Instrução A: Transcreva sem qualquer alteração as linhas das entradas, desde a linha que contém "[mark] the black trousers" até ao fim das entradas, incluindo ambos os extremos.

Excerto do texto:
:::

Antes dá a entender que os municípios de maior peso devem ter um tratamento adequado ao seu peso, quando aos pequenos se devem sentir apoiados pela associação. Por outro lado, em negociação, ambas as partes devem ceder.

Embora a descentralização tenha sido imposta por via legislativa, ela, no atinente à transferência de competências para os municípios, tem sido concertada com a ANMP e com a ANAFRE e a sua concretização tem sido condicionada à aceitação por acordo. Tanto assim é que a maioria dos municípios não subscreveu o acordo no concernente à saúde e muitos não o subscreveram no respeitante à educação. Assim, não faz sentido recorrer aos tribunais por não haver acordo.

É o envelope financeiro que é insuficiente. Na verdade, o Governo central quer poupar nas áreas a transferir, ao passo que os autarcas pretendem competências, mas com o envelope financeiro recheado. Lá dizia Carvalho Ruas, quando presidia à ANMP, que se encarregariam de tudo se o envelope financeiro fosse avantajado.

Sejamos claros. Os municípios, sobretudo os de pequena dimensão, não têm vocação para arcar com determinadas responsabilidades (saúde, educação, segurança social, polícia, justiça, etc.), embora possam cooperar. É claro que veem nestas transferências uma forma de ganhar poder. E, se o envelope financeiro for avantajado, ou contratualizam privados ou constroem uma superestrutura local para dar conta do recado. E sempre supervisionam a gestão e o funcionamento dos estabelecimentos e gabinetes e melhor fazem funcionar o compadrio e a dependência.

:::

Instrução B: De acordo com o excerto do texto, o que é insuficiente?

Entradas de identificação de localização:
:::

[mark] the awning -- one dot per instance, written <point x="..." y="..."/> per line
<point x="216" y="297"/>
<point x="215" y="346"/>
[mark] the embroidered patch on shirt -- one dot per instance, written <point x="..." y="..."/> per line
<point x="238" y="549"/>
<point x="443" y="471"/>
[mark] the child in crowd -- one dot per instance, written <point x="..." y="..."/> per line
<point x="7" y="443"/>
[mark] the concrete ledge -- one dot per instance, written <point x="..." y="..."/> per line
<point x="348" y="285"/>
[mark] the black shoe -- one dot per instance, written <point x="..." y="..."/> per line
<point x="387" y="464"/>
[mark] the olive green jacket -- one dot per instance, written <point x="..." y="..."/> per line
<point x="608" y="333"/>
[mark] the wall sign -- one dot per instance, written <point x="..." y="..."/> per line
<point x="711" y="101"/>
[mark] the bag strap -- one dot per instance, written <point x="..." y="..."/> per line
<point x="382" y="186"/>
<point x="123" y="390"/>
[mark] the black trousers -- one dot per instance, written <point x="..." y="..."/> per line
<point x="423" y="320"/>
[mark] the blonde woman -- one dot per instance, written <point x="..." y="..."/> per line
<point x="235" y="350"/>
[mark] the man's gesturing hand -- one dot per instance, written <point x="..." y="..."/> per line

:::

Resposta completa A:
[mark] the black trousers -- one dot per instance, written <point x="..." y="..."/> per line
<point x="423" y="320"/>
[mark] the blonde woman -- one dot per instance, written <point x="..." y="..."/> per line
<point x="235" y="350"/>
[mark] the man's gesturing hand -- one dot per instance, written <point x="..." y="..."/> per line

Resposta completa B: O envelope financeiro.